### WHAT TO DO
Count the lines in the rows below that contain the word "person", and reply with that number alone.

### INPUT

= = = = = = =

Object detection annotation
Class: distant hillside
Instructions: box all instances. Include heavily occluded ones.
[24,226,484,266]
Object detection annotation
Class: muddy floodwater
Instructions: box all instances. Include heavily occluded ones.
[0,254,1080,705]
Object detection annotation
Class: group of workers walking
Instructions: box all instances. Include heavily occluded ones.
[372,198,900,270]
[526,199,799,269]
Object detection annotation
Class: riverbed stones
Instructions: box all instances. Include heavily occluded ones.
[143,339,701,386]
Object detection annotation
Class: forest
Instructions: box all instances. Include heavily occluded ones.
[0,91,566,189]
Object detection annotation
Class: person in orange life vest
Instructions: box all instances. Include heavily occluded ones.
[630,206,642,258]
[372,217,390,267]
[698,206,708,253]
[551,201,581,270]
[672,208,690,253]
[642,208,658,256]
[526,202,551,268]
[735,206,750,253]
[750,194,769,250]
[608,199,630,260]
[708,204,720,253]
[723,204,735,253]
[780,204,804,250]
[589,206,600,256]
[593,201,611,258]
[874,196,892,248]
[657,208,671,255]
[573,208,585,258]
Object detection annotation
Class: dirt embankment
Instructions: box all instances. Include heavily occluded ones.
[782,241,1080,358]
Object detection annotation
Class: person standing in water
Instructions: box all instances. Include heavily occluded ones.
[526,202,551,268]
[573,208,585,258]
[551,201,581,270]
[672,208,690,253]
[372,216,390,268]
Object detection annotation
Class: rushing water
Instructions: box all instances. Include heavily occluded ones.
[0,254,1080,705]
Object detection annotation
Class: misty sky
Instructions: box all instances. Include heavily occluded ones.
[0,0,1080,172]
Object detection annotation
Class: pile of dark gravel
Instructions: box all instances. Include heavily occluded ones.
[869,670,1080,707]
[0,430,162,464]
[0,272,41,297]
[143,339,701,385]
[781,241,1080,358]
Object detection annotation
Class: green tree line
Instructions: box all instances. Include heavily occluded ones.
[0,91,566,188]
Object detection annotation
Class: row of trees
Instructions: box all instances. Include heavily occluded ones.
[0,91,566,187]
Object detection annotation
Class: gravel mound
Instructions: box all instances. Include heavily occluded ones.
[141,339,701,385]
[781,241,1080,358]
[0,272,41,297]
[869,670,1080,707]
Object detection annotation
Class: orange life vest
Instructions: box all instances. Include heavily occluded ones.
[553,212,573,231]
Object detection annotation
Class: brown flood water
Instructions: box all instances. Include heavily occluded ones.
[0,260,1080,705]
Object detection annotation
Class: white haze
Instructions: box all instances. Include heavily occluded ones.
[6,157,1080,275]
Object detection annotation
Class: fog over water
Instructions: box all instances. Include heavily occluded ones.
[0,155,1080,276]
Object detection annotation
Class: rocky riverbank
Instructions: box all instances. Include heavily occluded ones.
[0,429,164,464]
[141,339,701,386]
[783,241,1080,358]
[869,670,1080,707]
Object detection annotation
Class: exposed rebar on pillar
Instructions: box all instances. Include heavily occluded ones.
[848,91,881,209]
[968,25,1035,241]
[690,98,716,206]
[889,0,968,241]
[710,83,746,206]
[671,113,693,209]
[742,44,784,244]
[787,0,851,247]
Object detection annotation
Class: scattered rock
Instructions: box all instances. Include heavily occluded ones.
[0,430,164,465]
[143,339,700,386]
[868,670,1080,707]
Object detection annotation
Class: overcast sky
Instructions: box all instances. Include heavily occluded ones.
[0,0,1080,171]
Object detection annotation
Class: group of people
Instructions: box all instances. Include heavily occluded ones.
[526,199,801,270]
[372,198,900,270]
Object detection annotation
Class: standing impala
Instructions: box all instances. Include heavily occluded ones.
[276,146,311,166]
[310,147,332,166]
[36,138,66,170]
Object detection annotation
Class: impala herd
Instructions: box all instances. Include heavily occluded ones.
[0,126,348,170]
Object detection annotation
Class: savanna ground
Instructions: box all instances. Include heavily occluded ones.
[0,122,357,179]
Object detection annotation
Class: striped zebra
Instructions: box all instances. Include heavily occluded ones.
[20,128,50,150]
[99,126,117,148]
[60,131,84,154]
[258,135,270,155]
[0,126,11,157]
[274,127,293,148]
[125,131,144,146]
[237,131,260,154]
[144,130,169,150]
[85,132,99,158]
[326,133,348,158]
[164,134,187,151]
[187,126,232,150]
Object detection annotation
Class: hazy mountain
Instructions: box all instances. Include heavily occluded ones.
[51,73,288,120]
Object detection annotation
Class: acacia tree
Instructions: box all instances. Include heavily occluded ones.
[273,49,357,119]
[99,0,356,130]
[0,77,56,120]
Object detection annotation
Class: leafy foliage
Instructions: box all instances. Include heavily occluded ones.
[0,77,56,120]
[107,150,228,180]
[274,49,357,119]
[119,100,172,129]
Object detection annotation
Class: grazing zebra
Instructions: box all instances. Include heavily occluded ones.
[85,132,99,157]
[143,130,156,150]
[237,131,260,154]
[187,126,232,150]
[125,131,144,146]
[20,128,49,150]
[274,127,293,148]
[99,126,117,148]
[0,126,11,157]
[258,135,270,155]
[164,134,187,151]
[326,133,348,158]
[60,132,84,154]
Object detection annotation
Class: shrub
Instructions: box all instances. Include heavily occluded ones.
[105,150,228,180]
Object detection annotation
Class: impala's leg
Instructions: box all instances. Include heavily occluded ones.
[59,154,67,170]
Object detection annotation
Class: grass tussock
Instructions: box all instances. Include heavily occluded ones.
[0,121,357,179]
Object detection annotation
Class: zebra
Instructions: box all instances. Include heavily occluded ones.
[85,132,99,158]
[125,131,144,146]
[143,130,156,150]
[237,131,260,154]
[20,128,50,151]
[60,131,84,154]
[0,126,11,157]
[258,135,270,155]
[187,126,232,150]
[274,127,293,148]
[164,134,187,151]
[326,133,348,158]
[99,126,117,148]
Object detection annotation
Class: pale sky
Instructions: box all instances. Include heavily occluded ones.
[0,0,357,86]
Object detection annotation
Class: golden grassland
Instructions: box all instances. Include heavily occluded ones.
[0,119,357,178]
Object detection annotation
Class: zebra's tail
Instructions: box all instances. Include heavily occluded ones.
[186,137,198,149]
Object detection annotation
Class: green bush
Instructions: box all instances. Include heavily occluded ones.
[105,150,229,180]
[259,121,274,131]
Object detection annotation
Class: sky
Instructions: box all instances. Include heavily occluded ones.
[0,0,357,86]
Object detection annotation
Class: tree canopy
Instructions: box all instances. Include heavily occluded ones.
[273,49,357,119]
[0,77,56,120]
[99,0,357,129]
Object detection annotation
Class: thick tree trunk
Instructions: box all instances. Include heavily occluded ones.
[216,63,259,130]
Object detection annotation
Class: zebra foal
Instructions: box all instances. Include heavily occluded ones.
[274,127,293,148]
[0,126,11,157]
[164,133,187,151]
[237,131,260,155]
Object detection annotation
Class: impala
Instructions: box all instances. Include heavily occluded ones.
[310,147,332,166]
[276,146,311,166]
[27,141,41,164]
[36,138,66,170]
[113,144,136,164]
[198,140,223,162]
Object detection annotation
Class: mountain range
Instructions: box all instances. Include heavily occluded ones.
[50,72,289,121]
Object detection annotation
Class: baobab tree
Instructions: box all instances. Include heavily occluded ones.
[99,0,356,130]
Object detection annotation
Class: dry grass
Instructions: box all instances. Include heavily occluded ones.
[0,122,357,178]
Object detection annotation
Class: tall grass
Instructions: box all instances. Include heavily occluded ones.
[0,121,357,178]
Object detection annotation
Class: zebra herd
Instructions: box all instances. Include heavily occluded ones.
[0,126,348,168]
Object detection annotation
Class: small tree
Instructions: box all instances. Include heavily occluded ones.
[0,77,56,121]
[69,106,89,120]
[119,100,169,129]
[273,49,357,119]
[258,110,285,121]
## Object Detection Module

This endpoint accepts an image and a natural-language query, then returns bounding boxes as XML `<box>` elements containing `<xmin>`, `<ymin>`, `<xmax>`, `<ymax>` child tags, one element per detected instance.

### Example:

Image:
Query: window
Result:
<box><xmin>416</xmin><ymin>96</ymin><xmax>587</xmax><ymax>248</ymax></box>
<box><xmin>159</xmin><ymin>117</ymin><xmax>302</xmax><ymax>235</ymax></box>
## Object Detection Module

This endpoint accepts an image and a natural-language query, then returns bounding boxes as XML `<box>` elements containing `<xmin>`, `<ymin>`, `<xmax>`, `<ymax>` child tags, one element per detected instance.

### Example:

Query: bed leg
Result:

= = = = = = =

### RESULT OF THE EXERCISE
2